▶ Data from a source:
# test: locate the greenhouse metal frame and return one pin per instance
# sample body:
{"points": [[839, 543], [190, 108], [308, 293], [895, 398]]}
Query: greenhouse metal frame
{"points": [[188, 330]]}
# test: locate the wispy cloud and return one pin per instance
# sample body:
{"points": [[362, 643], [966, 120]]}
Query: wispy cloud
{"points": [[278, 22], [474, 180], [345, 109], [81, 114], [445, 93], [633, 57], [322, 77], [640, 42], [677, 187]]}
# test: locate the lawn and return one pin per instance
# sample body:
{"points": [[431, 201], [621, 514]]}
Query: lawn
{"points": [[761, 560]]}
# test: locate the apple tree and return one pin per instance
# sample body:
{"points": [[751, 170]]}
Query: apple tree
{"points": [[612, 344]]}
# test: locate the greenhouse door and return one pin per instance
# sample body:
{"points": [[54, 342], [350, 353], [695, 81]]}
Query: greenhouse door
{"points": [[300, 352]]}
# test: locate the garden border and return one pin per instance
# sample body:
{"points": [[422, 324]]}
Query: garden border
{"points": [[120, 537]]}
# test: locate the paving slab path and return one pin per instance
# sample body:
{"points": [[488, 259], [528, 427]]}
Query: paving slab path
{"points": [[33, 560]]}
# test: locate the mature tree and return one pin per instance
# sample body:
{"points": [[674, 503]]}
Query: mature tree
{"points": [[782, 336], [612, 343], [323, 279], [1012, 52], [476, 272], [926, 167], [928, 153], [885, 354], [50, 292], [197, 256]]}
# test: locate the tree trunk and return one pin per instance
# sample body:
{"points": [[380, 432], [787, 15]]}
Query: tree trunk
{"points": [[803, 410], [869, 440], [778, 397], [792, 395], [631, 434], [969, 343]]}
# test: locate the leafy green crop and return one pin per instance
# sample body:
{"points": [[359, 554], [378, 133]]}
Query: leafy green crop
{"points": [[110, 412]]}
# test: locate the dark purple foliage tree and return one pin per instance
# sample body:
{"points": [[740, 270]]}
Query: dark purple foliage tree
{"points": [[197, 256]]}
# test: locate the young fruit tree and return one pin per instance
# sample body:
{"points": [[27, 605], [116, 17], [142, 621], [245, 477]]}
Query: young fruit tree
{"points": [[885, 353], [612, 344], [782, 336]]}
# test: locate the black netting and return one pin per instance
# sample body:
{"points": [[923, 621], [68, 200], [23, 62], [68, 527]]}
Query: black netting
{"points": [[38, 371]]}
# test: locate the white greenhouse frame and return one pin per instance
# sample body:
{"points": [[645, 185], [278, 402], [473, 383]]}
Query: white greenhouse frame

▶ What you should do: Rewrite the data above as a numbered list, from the line containing "# test: locate the leafy" through the final line of the data, both included. Omit any blank lines.

▶ Task response:
1. # test: locate the leafy green crop and return one pin per instance
2. # sample body:
3. {"points": [[359, 554], [378, 133]]}
4. Query: leafy green crop
5. {"points": [[110, 412]]}
6. # test: locate the dark purple foliage tree and return one pin per instance
7. # sample body:
8. {"points": [[740, 270]]}
9. Query: dark purple foliage tree
10. {"points": [[197, 256]]}
11. # test: locate the young fruit tree and return one pin per instance
12. # sample body:
13. {"points": [[27, 605], [116, 17], [142, 621], [245, 477]]}
14. Query: young fruit tree
15. {"points": [[885, 353], [612, 344], [782, 336]]}
16. # test: locate the black netting and return one pin per instance
17. # sample body:
18. {"points": [[923, 621], [68, 200], [23, 62], [68, 527]]}
19. Query: black netting
20. {"points": [[38, 371]]}
21. # test: locate the white greenhouse frame and return one pin per instance
22. # sample body:
23. {"points": [[645, 185], [278, 402], [473, 383]]}
24. Query: white greenhouse frame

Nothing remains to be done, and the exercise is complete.